Start of Input records

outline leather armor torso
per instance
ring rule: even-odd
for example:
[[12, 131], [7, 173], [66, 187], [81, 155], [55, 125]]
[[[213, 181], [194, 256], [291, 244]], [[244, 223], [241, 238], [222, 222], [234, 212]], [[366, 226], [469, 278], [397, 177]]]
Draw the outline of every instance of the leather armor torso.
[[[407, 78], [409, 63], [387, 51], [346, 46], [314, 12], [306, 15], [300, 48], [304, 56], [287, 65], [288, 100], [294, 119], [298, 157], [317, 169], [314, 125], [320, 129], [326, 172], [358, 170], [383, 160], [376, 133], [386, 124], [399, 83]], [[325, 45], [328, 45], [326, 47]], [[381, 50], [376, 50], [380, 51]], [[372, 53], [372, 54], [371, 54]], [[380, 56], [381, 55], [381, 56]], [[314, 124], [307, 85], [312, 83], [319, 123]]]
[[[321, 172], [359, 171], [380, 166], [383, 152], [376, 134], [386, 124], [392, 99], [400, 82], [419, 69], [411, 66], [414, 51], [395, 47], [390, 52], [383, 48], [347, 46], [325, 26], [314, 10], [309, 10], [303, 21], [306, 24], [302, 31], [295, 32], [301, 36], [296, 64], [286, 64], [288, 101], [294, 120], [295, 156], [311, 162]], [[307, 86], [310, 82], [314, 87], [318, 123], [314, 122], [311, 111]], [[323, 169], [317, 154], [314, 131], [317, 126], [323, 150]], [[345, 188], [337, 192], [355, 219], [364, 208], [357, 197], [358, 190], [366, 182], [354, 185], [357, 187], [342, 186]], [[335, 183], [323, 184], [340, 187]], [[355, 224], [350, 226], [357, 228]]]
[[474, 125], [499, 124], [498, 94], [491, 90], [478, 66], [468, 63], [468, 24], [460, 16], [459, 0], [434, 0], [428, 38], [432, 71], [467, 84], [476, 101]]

End of Input records

#### [Written task]
Rewrite the records above, replacing "leather armor torso" with "torso armor" wherever it occurs and leaving everything else unchanged.

#### [Solution to this problem]
outline torso armor
per instance
ring rule: even-odd
for example:
[[12, 131], [7, 173], [66, 187], [81, 155], [55, 125]]
[[[213, 181], [194, 256], [291, 244]], [[244, 223], [241, 238], [222, 222], [234, 212]], [[366, 226], [469, 278], [397, 177]]]
Draw the outline of every instance of the torso armor.
[[[407, 78], [409, 63], [387, 51], [346, 46], [314, 12], [306, 15], [300, 48], [304, 56], [287, 65], [288, 100], [294, 119], [298, 157], [317, 169], [314, 125], [320, 129], [326, 172], [358, 170], [383, 160], [376, 133], [386, 124], [399, 83]], [[325, 45], [328, 45], [326, 47]], [[381, 50], [376, 50], [380, 51]], [[372, 53], [372, 54], [371, 54]], [[380, 56], [381, 55], [381, 56]], [[314, 124], [307, 85], [312, 83], [319, 123]]]
[[[321, 172], [359, 171], [380, 166], [383, 152], [376, 134], [386, 124], [392, 99], [400, 82], [419, 69], [411, 66], [414, 51], [395, 47], [390, 52], [383, 48], [347, 46], [325, 26], [314, 10], [309, 10], [303, 21], [306, 24], [302, 31], [295, 32], [301, 36], [296, 64], [286, 64], [288, 101], [294, 120], [295, 156], [311, 162]], [[307, 86], [310, 82], [314, 87], [318, 123], [314, 122], [311, 111]], [[323, 169], [317, 154], [314, 131], [317, 126], [323, 150]], [[345, 188], [337, 192], [355, 219], [364, 208], [357, 197], [358, 190], [366, 182], [354, 185], [357, 187], [342, 186]], [[335, 183], [323, 184], [340, 187]], [[355, 224], [350, 226], [357, 228]]]
[[474, 125], [499, 124], [498, 94], [491, 90], [478, 66], [468, 63], [468, 24], [460, 16], [459, 0], [434, 0], [428, 38], [432, 71], [467, 84], [476, 101]]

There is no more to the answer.